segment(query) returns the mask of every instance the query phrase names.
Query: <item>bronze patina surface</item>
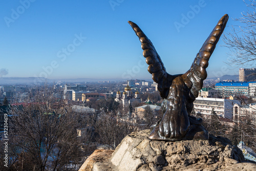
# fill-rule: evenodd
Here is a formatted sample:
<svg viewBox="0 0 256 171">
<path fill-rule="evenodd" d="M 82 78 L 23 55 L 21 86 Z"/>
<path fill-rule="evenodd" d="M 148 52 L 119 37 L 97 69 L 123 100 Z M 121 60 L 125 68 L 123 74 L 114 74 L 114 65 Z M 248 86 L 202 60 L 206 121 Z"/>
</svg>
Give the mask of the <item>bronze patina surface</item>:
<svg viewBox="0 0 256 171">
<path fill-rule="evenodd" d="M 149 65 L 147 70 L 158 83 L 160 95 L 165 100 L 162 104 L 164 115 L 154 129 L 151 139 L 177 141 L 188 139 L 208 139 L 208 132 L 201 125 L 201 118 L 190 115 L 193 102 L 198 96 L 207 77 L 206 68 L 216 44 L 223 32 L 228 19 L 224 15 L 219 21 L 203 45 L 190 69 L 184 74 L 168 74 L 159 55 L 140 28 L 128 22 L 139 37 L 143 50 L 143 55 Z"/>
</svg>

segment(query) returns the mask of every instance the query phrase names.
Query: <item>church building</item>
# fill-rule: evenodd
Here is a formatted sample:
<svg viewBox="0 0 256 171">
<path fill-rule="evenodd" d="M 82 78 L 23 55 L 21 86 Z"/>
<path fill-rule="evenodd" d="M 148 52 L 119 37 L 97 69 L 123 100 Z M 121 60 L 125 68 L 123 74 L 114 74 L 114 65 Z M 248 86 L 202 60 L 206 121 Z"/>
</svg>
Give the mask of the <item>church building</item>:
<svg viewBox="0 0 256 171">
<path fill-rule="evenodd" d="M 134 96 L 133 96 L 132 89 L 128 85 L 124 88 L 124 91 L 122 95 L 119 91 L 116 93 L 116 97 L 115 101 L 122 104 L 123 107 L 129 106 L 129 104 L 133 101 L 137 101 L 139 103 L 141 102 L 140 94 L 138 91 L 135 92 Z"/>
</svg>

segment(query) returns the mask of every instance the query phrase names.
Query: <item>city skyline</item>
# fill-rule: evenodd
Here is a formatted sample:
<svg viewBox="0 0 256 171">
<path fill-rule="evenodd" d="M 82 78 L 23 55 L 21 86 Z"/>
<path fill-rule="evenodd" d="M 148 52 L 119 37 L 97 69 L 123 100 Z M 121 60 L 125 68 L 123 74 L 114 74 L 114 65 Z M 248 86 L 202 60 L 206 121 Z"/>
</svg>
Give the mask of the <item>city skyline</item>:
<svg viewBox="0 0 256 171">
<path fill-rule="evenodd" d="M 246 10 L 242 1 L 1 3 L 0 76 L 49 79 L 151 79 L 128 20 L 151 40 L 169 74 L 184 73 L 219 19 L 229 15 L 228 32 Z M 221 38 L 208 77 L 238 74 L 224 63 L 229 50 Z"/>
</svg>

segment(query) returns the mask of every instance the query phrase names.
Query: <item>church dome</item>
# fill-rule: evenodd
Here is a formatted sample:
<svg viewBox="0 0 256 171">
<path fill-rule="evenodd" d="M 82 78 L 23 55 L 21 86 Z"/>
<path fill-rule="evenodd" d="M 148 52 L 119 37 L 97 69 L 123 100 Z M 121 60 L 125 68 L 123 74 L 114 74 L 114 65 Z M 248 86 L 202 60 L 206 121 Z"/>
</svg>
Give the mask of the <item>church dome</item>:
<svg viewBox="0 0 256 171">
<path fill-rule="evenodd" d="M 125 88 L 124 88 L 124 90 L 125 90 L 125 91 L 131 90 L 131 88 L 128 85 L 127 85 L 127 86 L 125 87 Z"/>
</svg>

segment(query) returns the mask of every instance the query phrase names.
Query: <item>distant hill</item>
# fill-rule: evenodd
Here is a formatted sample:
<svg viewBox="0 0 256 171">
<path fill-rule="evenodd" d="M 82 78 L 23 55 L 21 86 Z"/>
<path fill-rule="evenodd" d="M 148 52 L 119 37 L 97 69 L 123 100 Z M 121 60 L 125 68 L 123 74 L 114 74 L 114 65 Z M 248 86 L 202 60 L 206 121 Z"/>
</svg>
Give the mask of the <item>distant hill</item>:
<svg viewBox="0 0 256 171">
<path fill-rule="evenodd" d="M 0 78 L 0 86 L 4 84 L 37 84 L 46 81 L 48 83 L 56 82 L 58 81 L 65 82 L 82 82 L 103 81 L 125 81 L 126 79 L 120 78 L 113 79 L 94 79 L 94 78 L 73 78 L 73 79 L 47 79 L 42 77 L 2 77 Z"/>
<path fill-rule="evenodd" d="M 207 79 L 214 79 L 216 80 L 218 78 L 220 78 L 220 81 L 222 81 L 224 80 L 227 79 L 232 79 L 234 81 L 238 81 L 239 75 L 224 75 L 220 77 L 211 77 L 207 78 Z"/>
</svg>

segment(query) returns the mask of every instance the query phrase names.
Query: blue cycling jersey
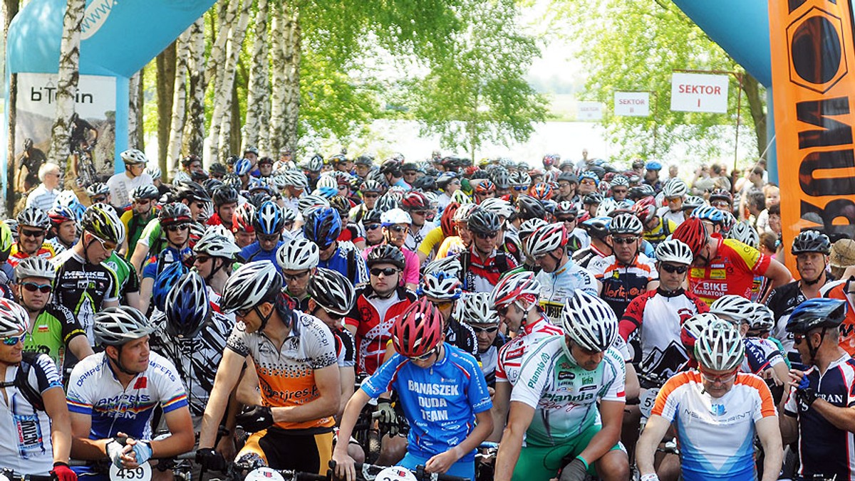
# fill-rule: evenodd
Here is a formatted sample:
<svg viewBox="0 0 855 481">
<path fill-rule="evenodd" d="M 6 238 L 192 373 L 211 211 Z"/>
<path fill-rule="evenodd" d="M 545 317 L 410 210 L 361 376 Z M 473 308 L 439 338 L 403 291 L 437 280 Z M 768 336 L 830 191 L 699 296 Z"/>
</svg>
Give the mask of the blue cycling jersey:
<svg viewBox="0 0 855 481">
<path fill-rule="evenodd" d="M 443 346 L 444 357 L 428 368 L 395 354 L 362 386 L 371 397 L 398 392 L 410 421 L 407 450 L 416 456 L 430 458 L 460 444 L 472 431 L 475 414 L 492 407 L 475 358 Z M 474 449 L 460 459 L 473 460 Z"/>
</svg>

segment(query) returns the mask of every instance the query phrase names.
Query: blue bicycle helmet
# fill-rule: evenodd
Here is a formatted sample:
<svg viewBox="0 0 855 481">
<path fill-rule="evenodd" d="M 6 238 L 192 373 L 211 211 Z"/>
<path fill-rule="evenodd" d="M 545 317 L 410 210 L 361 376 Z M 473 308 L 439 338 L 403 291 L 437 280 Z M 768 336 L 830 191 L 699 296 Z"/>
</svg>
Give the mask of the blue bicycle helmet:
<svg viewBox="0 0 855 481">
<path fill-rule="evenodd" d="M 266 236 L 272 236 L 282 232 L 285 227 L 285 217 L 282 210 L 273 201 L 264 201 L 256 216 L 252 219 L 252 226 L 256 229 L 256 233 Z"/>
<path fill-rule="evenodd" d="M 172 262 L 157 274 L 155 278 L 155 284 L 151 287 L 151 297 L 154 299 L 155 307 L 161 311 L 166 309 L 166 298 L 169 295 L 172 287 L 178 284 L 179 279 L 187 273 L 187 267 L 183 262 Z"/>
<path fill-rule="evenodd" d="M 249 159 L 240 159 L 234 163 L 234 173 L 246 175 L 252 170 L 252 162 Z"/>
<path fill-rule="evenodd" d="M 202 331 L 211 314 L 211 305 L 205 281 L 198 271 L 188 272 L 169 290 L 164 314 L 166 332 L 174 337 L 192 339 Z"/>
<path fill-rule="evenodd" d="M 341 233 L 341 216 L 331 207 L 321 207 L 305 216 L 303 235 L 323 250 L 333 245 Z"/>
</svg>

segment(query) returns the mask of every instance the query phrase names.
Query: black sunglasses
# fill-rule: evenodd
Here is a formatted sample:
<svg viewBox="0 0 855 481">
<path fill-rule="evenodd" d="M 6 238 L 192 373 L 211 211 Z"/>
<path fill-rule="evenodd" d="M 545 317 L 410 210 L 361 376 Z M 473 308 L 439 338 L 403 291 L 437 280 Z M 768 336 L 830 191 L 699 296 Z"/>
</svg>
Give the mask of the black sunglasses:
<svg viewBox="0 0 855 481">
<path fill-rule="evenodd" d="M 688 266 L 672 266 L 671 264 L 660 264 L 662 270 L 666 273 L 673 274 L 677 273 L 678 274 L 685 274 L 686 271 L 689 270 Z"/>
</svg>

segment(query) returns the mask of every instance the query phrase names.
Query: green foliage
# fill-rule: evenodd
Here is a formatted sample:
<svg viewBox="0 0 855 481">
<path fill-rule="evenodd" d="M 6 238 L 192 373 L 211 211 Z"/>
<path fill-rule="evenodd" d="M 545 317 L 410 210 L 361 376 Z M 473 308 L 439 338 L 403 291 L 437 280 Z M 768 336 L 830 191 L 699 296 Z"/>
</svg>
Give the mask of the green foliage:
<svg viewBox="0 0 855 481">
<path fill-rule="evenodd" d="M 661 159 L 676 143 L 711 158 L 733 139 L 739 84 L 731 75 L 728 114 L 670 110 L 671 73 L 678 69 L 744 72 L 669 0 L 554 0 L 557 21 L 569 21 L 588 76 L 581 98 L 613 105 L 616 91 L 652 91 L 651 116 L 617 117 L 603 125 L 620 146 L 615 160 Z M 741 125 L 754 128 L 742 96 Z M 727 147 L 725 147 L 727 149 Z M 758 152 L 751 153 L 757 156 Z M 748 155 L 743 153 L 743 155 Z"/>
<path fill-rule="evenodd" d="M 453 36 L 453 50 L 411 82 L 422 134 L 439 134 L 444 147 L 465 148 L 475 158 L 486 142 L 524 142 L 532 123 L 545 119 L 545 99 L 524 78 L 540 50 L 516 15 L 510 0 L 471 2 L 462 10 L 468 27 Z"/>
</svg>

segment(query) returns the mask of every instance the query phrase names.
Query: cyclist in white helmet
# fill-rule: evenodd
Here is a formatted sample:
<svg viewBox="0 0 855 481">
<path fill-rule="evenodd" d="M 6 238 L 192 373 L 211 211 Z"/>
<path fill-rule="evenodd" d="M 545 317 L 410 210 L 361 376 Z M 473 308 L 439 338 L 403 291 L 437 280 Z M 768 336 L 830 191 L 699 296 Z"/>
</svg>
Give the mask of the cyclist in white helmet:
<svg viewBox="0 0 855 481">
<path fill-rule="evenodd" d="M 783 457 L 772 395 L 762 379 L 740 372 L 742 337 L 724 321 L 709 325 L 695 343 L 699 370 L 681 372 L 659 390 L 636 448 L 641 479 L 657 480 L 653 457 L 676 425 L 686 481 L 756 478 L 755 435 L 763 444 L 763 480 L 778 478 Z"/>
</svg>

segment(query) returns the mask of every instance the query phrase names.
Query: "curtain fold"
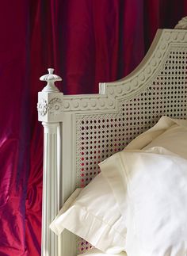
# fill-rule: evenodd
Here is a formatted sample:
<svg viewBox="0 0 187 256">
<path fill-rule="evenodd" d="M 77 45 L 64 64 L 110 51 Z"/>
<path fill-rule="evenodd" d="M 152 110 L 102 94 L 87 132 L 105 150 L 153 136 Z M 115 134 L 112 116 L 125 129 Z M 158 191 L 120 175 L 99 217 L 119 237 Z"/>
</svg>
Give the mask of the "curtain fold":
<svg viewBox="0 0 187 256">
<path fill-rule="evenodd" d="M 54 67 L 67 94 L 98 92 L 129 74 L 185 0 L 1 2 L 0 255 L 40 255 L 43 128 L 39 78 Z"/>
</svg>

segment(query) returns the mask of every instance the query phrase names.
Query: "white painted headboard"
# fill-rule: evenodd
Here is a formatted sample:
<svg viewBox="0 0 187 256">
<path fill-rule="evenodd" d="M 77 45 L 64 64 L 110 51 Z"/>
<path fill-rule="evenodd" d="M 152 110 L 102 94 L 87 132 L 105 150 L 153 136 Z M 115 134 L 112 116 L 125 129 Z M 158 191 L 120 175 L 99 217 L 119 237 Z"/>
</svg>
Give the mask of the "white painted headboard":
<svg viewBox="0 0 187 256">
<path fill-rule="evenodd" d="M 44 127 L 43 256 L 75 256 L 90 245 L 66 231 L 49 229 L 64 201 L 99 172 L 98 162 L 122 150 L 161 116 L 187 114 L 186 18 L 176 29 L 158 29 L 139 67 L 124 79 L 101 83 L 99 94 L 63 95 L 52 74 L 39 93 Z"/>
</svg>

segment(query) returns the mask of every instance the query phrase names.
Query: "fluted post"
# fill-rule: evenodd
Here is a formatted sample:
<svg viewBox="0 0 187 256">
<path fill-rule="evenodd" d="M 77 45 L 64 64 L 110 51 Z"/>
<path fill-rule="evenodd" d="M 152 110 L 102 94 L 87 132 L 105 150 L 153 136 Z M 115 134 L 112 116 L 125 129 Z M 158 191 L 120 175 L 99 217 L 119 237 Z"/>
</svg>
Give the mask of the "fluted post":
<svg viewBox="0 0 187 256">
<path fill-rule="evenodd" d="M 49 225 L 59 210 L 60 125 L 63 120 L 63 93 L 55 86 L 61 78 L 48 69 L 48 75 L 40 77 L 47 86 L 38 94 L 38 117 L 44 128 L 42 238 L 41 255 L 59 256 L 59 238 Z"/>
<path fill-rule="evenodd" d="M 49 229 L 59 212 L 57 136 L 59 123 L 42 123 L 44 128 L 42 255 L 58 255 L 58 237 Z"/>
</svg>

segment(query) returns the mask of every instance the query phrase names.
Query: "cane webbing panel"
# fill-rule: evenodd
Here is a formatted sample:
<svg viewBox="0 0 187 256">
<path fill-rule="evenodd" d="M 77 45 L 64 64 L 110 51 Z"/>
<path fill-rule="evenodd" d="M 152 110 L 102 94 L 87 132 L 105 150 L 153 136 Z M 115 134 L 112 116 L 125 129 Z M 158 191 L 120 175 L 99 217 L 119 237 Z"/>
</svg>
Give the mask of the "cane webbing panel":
◆ ◆ ◆ ◆
Exercise instructions =
Which lines of the material above contain the string "hill", matching case exactly? Copy each of those lines in full.

Exercise answer =
Query: <item>distant hill</item>
Give the mask of the <item>distant hill</item>:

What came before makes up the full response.